### Provided text
###

Jail Time for CEOs?
Billion Photos / Shutterstock.com
April 11, 2019
This article originally appeared in Future Tense, a collaboration among Arizona State University, New America, and Slate.
Last Wednesday, Sen. Elizabeth Warren unveiled a new bill that—among other ways of expanding criminal liability for what she describes as “any corporate executive who negligently oversees a giant company causing severe harm to U.S. families”—proposes the possibility of jail time for execs of companies that fail to protect consumers from certain kinds of data breaches.
“For far too long, CEOs of giant corporations that break the law have been able to walk away, while consumers who are harmed are left picking up the pieces,” Warren wrote in a press release introducing the legislation.
Under the bill, dubbed the Corporate Executive Accountability Act, leaders of companies can be punished with up to a year in jail if certain conditions are met. Specifically, the bill would open up the possibility of criminal prosecution for execs if their corporation’s annual revenue exceeds $1 billion and if their company commits crimes, repeatedly breaks the law, or is found liable for certain violations affecting “the health, safety, finances or personal data of 1% of the U.S. population or 1% of the population of any state.”
What kinds of violations might pass that 1 percent threshold? The massive 2016 Wells Fargo fake-account scandal, which involved company employees fraudulently creating more than 2 million fake accounts in customers’ names and which Warren specifically called out as a motivation behind the bill, would certainly fit the criteria. So would the 2017 Equifax breach that exposed the personal information of more than 143 million American consumers. Another candidate for criminal liability under this formulation might be Mark Zuckerberg for his company’s alleged negligence in allowing Cambridge Analytica to harvest the personal data of 87 million Facebook users. (The company is currently under investigation by the FTC for potential privacy violations related to how the platform had allowed data sharing with outside developers, which may have violated a 2011 consent decree with the agency).
Then there’s also, possibly, the Yahoo data breach (3 billion user accounts affected), the Marriott hack(500 million customers), and the Target breach(more than 60 million customers), to name a few. (In some of these cases, it’s unclear how many Americans versus worldwide users were affected, so it’s not definitive if they would meet the 1 percent mark given in the bill.)
It’s important to note that, in its current writing, Warren’s proposal wouldn’t apply retroactively, so none of the breaches above would fall under its purview. The examples do, however, illustrate the magnitude of the types of violations the legislation would cover. The corporations involved must also be found to have violated a state or federal law, requiring a thorough investigation, a conviction, or a settlement before an executive could be prosecuted.
Warren’s proposal comes at a time of heated public debate over the perception that big corporations like the ones mentioned above haven’t been held accountable for major breaches of consumers’ privacy and personal data. Many advocates believe that the federal government needs to crack down on these companies—either via heavier regulations, penalties, or punishments—in order to rein them in.

###

### Supplied data
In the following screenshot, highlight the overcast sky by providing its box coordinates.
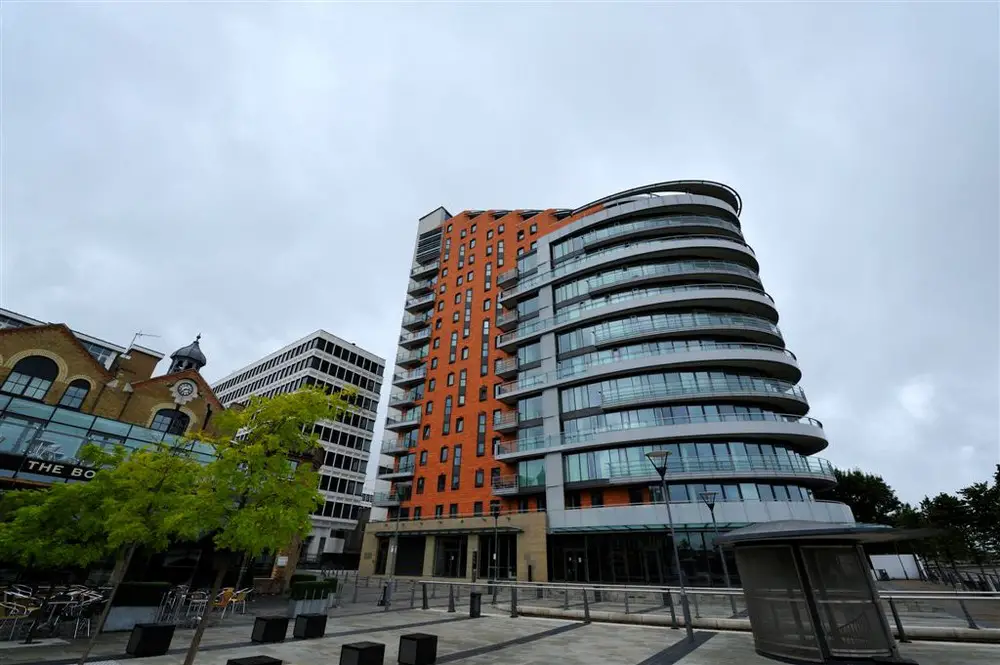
[0,1,1000,501]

###

### Directions
a - Please list each breach or scandal the CEO jail time article gives as an example, along with the figure it states for how many people or accounts were affected.
b - According to the CEO jail time article, why is it uncertain whether the Yahoo, Marriott and Target cases would meet the bill's 1 percent mark?

### Answers to each task
a -
- 2016 Wells Fargo fake-account scandal: more than 2 million fake accounts
- 2017 Equifax breach: more than 143 million American consumers
- Cambridge Analytica harvesting of Facebook user data: 87 million Facebook users
- Yahoo data breach: 3 billion user accounts
- Marriott hack: 500 million customers
- Target breach: more than 60 million customers

b - In some of these cases, it is unclear how many of the affected users were Americans and how many were users worldwide. Without that breakdown, it cannot be said for certain that the breaches reached 1% of the U.S. population or of any state's population.